*Page extract*.
Methodology of CEO ethics study

Examining the relationship between the character of a CEO and broader corporate malfeasance is difficult given it requires measurement of a CEO’s character/ethics. This new study proposes a novel way to measure an unethical pattern of behavior by looking at CEOs participation in options backdating.

For a decade plus in the late 1990s and early 2000s, many executives and directors of public firms enriched themselves by backdating either the grant or exercise dates of their stock options, often secretively and at a notable cost to shareholders (Lie, 2005; Heron and Lie, 2007; Cicero, 2009). The authors review of the facts in a number of cases “suggests the practice was often best characterized as inappropriate.” The study defines a CEO as as “suspect” if he or she engaged in systematic options backdating for their own benefit.

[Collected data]
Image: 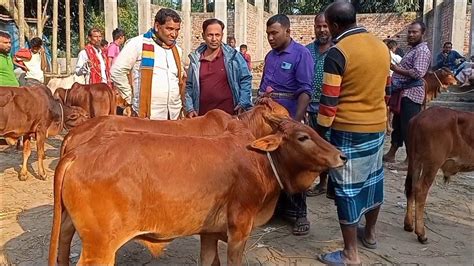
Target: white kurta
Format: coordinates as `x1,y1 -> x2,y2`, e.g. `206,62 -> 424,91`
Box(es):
110,35 -> 182,120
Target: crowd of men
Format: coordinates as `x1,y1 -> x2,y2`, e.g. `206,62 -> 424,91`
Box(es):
0,2 -> 472,264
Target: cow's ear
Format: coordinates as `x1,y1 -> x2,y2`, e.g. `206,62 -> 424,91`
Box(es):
250,135 -> 282,151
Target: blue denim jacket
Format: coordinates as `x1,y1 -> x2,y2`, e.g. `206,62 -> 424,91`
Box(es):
185,44 -> 252,113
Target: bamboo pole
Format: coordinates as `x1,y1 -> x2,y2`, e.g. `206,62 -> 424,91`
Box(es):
65,0 -> 71,74
17,0 -> 25,48
36,0 -> 43,38
79,0 -> 84,49
51,0 -> 59,73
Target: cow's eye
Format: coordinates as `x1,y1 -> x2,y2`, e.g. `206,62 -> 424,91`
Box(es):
298,135 -> 309,142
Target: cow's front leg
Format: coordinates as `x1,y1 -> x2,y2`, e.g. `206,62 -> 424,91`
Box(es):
18,136 -> 31,181
36,132 -> 47,180
227,212 -> 255,265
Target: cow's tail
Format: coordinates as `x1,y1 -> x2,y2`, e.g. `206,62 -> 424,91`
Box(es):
405,117 -> 422,197
48,157 -> 74,266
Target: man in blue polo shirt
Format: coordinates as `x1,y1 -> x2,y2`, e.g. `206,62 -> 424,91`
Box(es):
259,14 -> 314,235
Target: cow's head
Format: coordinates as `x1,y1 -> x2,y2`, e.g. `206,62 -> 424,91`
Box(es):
63,105 -> 89,130
238,97 -> 289,138
250,115 -> 347,193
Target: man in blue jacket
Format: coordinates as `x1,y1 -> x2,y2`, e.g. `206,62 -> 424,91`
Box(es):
185,19 -> 252,118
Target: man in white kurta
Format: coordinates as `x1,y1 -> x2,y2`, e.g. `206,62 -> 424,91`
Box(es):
111,8 -> 182,120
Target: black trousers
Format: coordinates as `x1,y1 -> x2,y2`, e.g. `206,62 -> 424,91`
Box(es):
276,191 -> 307,219
391,97 -> 421,147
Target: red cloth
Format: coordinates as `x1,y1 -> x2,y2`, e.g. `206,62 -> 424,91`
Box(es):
84,44 -> 112,87
199,50 -> 234,115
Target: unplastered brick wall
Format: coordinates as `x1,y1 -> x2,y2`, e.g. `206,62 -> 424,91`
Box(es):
463,6 -> 474,55
289,13 -> 416,52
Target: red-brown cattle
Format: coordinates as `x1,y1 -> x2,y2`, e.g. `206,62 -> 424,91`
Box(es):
49,118 -> 345,265
61,98 -> 289,156
0,86 -> 87,180
423,67 -> 458,106
54,82 -> 116,118
404,107 -> 474,243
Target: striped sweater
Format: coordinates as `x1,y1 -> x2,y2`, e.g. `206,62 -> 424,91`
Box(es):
318,27 -> 390,133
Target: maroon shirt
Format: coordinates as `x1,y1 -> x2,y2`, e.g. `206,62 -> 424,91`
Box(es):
199,49 -> 234,115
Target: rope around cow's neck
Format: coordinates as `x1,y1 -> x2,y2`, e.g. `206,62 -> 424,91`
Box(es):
267,151 -> 284,190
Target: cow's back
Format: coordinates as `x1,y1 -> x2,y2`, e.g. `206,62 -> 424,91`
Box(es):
0,86 -> 53,138
61,110 -> 232,156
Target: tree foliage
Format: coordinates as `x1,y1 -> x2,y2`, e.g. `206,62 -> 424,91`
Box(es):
278,0 -> 423,15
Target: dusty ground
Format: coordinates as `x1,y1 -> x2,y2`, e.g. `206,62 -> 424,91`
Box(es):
0,137 -> 474,265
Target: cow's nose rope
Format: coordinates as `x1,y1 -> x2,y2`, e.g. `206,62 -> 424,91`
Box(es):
58,101 -> 64,131
267,151 -> 284,189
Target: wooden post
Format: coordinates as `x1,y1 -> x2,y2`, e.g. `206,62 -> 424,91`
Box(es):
36,0 -> 43,39
65,0 -> 71,75
17,0 -> 27,48
79,0 -> 84,50
51,0 -> 59,74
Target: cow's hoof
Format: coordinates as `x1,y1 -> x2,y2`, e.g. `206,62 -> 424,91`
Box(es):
418,236 -> 428,244
38,174 -> 48,181
18,173 -> 28,181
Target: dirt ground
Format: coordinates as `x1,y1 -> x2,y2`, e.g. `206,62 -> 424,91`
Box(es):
0,136 -> 474,265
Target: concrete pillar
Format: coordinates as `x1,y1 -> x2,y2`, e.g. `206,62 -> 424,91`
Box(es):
138,0 -> 155,34
451,0 -> 467,54
423,0 -> 433,24
103,0 -> 118,42
254,0 -> 266,60
270,0 -> 278,15
469,3 -> 474,56
234,0 -> 247,46
432,0 -> 444,62
181,0 -> 193,63
214,0 -> 228,42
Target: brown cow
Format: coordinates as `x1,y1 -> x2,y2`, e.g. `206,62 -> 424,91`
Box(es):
54,82 -> 116,118
404,107 -> 474,243
61,97 -> 289,156
0,86 -> 87,180
49,119 -> 345,265
423,67 -> 458,107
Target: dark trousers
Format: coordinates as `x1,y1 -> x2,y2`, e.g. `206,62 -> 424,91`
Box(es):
277,191 -> 307,219
391,97 -> 421,147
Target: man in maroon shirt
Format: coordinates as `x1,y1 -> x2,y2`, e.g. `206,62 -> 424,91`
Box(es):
185,19 -> 252,117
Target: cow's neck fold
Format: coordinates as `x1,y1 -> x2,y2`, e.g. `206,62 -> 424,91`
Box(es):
267,151 -> 284,190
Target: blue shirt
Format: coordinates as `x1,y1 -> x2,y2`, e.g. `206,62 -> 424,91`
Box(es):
259,40 -> 314,118
306,40 -> 329,113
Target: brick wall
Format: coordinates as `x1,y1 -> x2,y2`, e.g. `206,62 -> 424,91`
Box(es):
463,6 -> 474,55
289,13 -> 416,51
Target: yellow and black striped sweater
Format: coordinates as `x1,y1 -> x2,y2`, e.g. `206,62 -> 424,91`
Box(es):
318,27 -> 390,133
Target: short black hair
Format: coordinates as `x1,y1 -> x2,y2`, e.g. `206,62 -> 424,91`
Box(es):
410,20 -> 426,33
0,30 -> 12,39
324,2 -> 357,27
267,14 -> 290,29
100,39 -> 109,47
202,18 -> 225,32
87,27 -> 102,37
30,37 -> 43,48
387,40 -> 398,50
443,42 -> 453,47
112,28 -> 125,41
155,8 -> 181,25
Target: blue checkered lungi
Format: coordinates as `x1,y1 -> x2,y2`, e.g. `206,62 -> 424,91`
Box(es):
328,129 -> 384,225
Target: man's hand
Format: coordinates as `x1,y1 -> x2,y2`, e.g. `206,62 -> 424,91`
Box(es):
186,111 -> 197,118
234,105 -> 245,115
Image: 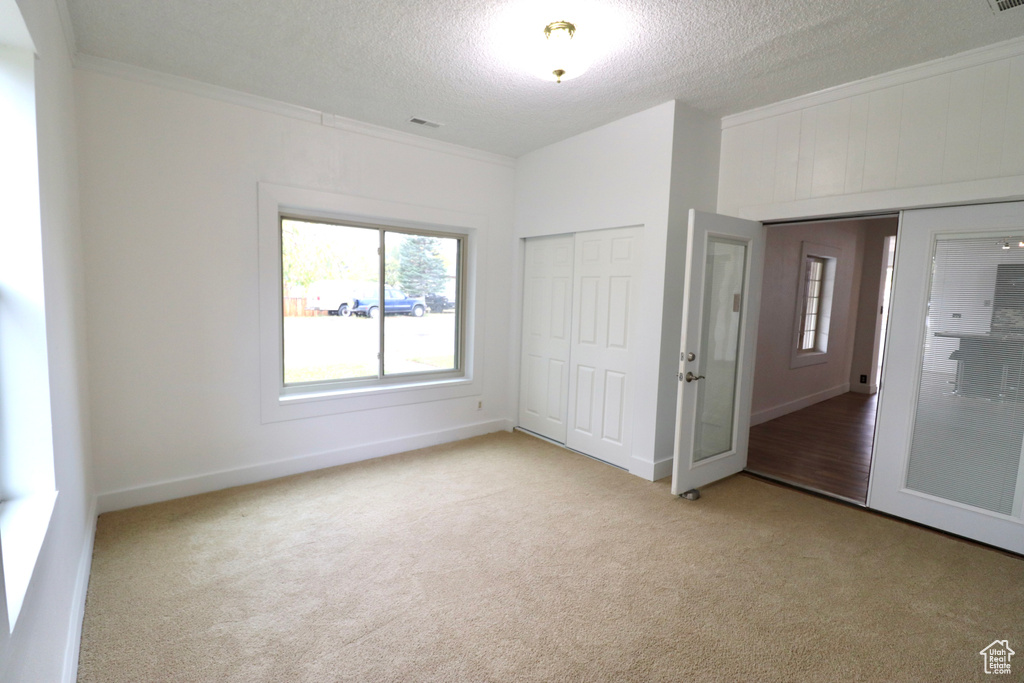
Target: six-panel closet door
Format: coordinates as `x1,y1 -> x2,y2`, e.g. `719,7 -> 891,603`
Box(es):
519,227 -> 641,469
519,234 -> 573,443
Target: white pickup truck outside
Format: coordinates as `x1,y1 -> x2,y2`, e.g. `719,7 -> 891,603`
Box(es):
306,280 -> 378,315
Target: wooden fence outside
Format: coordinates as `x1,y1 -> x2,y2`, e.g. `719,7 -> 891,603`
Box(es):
285,297 -> 328,317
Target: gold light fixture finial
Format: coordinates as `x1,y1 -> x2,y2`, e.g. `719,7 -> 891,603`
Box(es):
544,22 -> 575,83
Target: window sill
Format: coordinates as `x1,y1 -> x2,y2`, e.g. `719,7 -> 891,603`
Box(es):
790,351 -> 828,369
0,490 -> 57,632
262,377 -> 480,423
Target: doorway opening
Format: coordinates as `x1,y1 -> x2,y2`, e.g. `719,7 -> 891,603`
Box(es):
746,215 -> 899,505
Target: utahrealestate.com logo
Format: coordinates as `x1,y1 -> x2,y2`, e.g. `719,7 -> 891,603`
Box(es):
979,640 -> 1016,674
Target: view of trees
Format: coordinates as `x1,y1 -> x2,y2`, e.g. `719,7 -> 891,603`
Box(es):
281,219 -> 457,296
395,234 -> 447,297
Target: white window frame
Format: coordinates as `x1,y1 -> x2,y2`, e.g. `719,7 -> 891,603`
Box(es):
790,242 -> 842,368
258,182 -> 485,423
0,12 -> 57,651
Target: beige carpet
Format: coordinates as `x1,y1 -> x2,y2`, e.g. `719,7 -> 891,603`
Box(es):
79,433 -> 1024,683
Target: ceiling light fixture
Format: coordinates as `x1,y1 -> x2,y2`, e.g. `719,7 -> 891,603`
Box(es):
544,22 -> 575,83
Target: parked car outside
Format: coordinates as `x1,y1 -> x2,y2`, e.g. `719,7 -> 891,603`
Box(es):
306,280 -> 378,315
349,287 -> 427,317
426,294 -> 455,313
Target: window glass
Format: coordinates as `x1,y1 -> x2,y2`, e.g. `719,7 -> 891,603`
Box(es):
281,217 -> 462,386
800,256 -> 825,351
384,231 -> 459,375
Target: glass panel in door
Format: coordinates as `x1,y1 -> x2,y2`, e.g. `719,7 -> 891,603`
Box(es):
905,233 -> 1024,516
693,236 -> 746,462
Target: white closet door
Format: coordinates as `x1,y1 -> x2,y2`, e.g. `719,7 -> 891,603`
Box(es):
565,227 -> 642,469
519,234 -> 573,443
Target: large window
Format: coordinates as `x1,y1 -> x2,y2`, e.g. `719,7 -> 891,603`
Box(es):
281,215 -> 465,392
258,182 -> 479,422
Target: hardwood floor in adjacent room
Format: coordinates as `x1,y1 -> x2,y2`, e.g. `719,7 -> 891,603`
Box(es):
746,392 -> 878,504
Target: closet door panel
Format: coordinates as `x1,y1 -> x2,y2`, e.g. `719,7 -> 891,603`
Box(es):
519,234 -> 573,443
565,227 -> 641,468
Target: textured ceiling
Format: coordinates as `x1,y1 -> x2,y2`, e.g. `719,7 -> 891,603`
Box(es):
67,0 -> 1024,157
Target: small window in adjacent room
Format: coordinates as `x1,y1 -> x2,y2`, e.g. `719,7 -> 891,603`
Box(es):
790,242 -> 841,368
800,256 -> 825,351
281,215 -> 464,393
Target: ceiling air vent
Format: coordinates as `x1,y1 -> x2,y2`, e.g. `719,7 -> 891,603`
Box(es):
988,0 -> 1024,14
409,116 -> 440,128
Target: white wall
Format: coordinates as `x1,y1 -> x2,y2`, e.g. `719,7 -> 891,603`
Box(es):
751,220 -> 868,424
515,101 -> 719,479
718,39 -> 1024,220
0,0 -> 93,683
76,70 -> 513,510
850,216 -> 899,393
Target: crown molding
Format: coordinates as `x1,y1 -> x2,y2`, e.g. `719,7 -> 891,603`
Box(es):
75,53 -> 515,168
722,37 -> 1024,130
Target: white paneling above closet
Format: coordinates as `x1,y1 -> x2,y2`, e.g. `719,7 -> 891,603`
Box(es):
719,41 -> 1024,218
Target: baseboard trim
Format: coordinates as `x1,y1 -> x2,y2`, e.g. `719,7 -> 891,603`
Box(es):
96,419 -> 513,514
751,382 -> 850,427
630,458 -> 672,481
60,498 -> 96,683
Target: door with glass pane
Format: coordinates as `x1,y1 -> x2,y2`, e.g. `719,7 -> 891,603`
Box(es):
672,210 -> 765,495
867,203 -> 1024,553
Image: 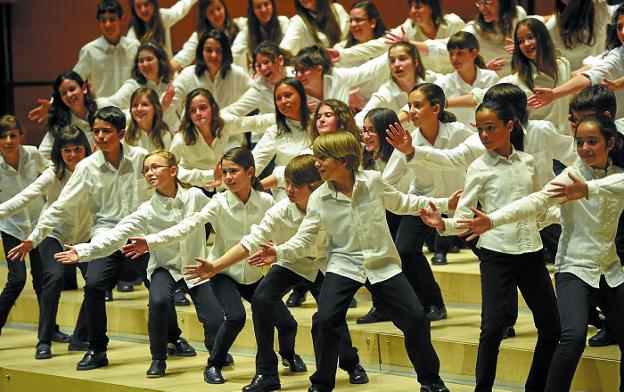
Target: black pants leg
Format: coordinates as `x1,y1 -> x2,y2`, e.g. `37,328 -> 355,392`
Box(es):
396,215 -> 444,309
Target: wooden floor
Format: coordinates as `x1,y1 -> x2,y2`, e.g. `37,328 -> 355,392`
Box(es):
0,247 -> 619,392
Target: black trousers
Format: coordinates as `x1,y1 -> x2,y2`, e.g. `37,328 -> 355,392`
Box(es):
147,268 -> 223,360
475,248 -> 560,391
310,272 -> 440,391
81,251 -> 182,351
251,265 -> 360,376
396,215 -> 444,309
545,273 -> 624,392
0,232 -> 43,332
38,237 -> 88,344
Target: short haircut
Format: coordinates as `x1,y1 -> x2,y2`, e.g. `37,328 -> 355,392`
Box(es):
312,131 -> 363,172
95,0 -> 123,20
93,106 -> 126,132
570,84 -> 617,119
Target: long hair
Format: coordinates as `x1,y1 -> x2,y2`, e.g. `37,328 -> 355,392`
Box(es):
129,0 -> 166,48
131,42 -> 173,85
410,83 -> 457,123
475,0 -> 518,37
47,71 -> 97,137
294,0 -> 342,47
195,29 -> 233,78
50,125 -> 91,180
273,77 -> 310,135
475,100 -> 524,151
179,87 -> 223,145
346,0 -> 386,48
555,0 -> 596,49
196,0 -> 239,45
247,0 -> 283,53
221,147 -> 263,191
124,87 -> 169,150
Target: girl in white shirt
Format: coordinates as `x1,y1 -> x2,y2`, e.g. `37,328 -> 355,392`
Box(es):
456,115 -> 624,392
171,0 -> 245,71
421,101 -> 560,391
279,0 -> 349,53
0,125 -> 91,359
54,150 -> 223,378
355,42 -> 442,126
124,87 -> 173,151
127,0 -> 197,58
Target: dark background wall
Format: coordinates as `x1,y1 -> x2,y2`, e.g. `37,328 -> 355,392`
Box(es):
0,0 -> 553,144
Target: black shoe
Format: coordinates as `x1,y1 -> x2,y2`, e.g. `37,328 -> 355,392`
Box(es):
173,290 -> 191,306
282,354 -> 308,373
355,306 -> 390,324
35,343 -> 52,359
503,325 -> 516,339
167,338 -> 197,357
117,282 -> 134,293
204,366 -> 225,384
243,374 -> 282,392
67,336 -> 89,351
104,289 -> 113,302
286,291 -> 306,308
431,253 -> 448,265
420,380 -> 449,392
425,305 -> 447,321
76,350 -> 108,370
587,328 -> 615,347
147,359 -> 167,378
349,363 -> 368,384
52,329 -> 70,343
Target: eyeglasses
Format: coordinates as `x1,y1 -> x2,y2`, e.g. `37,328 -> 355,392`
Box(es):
141,165 -> 171,176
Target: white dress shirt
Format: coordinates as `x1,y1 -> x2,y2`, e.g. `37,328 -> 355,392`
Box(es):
240,199 -> 326,282
0,167 -> 92,244
145,189 -> 273,284
28,144 -> 152,245
440,147 -> 542,255
125,0 -> 197,59
76,186 -> 210,287
0,145 -> 47,239
489,159 -> 624,288
74,36 -> 139,97
408,120 -> 577,186
275,170 -> 448,284
279,3 -> 350,56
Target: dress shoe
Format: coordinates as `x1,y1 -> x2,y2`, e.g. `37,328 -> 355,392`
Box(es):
67,336 -> 89,351
243,374 -> 282,392
431,253 -> 448,265
420,380 -> 449,392
286,291 -> 306,308
147,359 -> 167,378
503,325 -> 516,339
282,354 -> 308,373
173,289 -> 191,306
167,338 -> 197,357
35,343 -> 52,359
587,328 -> 615,347
425,305 -> 447,321
204,366 -> 225,384
52,329 -> 70,343
349,363 -> 368,384
355,306 -> 390,324
76,350 -> 108,370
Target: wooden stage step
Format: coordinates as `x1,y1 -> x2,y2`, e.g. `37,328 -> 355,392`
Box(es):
0,251 -> 620,392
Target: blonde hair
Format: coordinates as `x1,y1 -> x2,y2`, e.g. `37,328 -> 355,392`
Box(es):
312,131 -> 363,172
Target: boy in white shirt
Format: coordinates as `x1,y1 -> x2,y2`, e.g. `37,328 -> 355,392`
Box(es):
250,132 -> 459,392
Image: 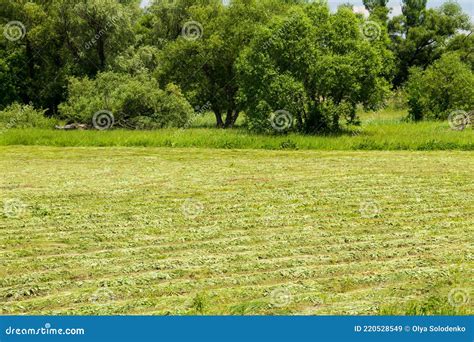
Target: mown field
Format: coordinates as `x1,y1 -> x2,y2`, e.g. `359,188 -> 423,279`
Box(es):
0,147 -> 474,315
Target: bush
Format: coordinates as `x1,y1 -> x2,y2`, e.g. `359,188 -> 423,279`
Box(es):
0,103 -> 57,129
59,72 -> 193,129
406,53 -> 474,120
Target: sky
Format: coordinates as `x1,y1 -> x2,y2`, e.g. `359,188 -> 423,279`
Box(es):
142,0 -> 474,18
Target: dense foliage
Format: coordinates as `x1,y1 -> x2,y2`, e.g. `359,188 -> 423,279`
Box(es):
59,72 -> 192,128
406,53 -> 474,120
0,0 -> 474,133
238,6 -> 392,133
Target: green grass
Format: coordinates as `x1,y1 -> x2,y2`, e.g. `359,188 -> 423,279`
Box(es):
0,110 -> 474,151
0,146 -> 474,315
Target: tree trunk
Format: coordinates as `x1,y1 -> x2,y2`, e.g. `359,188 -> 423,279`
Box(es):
97,37 -> 105,71
214,109 -> 224,128
224,109 -> 239,128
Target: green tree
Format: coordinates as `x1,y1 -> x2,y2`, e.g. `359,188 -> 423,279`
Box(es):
156,0 -> 299,128
363,0 -> 390,23
406,53 -> 474,120
238,4 -> 392,133
389,0 -> 470,87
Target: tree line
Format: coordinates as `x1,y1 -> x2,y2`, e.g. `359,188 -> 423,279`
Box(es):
0,0 -> 474,133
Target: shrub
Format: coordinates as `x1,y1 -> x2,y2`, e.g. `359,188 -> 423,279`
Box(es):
0,103 -> 57,128
59,72 -> 193,129
406,53 -> 474,120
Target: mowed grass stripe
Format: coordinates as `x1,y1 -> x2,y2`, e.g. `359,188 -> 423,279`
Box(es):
0,147 -> 474,314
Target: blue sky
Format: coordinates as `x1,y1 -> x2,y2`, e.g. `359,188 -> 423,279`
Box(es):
142,0 -> 474,17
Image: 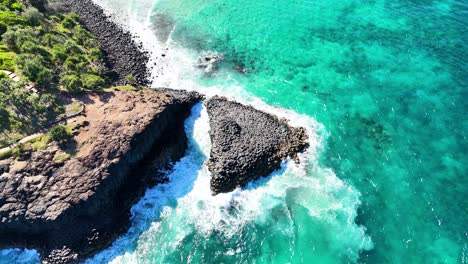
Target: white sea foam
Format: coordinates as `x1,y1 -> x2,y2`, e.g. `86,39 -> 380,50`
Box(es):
0,0 -> 372,263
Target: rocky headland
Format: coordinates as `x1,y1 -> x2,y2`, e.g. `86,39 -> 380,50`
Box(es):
0,0 -> 308,263
63,0 -> 149,85
0,90 -> 201,263
205,96 -> 308,195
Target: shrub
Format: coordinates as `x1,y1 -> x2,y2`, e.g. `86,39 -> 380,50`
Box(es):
29,0 -> 47,12
0,10 -> 26,26
0,52 -> 16,71
0,71 -> 10,80
23,7 -> 44,26
127,74 -> 136,84
60,75 -> 83,93
81,74 -> 105,90
0,23 -> 8,35
16,54 -> 53,87
48,125 -> 72,143
62,13 -> 78,29
10,3 -> 23,11
0,105 -> 11,134
2,28 -> 16,50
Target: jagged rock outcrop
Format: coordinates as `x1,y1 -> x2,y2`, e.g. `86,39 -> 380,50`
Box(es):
0,90 -> 201,263
63,0 -> 150,85
206,96 -> 308,194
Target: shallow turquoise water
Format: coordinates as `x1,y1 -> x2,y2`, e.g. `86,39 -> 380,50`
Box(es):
0,0 -> 468,263
147,0 -> 468,263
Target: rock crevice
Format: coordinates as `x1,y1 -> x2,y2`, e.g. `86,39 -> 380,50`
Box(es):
0,90 -> 201,263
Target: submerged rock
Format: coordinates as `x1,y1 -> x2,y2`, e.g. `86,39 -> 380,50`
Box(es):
0,90 -> 201,263
197,51 -> 224,74
206,96 -> 308,195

*Problems and tasks*.
a – Rewrite the passage of the CEO ethics study text from "Examining the relationship" to "in options backdating.", replacing "corporate malfeasance" with "corporate misconduct".
b – Answer these questions about the CEO ethics study text:
(i) What practice does the study look at to measure an unethical pattern of behavior?
(ii) In what period did many executives and directors of public firms backdate their stock options?
(iii) How does the study define a "suspect" CEO?
c – Take the text on the methodology of the CEO ethics study further from the point where it stops.

*Responses for each task*.
a –
Examining the relationship between the character of a CEO and broader corporate misconduct is difficult given it requires measurement of a CEO’s character/ethics. This new study proposes a novel way to measure an unethical pattern of behavior by looking at CEOs participation in options backdating.

b –
(i) CEOs' participation in options backdating.
(ii) For a decade plus in the late 1990s and early 2000s.
(iii) A CEO who engaged in systematic options backdating for their own benefit.

c –
Based on data from 1992 to 2009, the academics identify 249 “suspect” CEOs. Of note, this number is close to five times more than we should find by random chance. The empirical analysis undertaken in the study compares the corporate decisions and financial reporting quality of firms run by suspect CEOs with those of control firms of around the same size in the same industry.

CEOs with poor ethics create problems

The research demonstrates that firms managed by suspect CEOs are nearly three times as likely as control firms to engage in fraud (8.82% compared to 2.94%). Further statistical analyses support a conclusion that firms run by suspect CEOs also overstate their profitability more frequently than average.

CEOs with poor ethics

For example, firms with backdating CEOs are 14.55% more likely than control firms to just meet or barely beat analysts’ quarterly earnings forecasts, a tendency other researchers have suggested is evidence of accounting manipulations to support stock prices (Hayn, 1995; Degeorge et al, 1999). The current study also found that companies with suspect management use significantly more positive discretionary accruals in quarters when they barely meet their quarterly “numbers”.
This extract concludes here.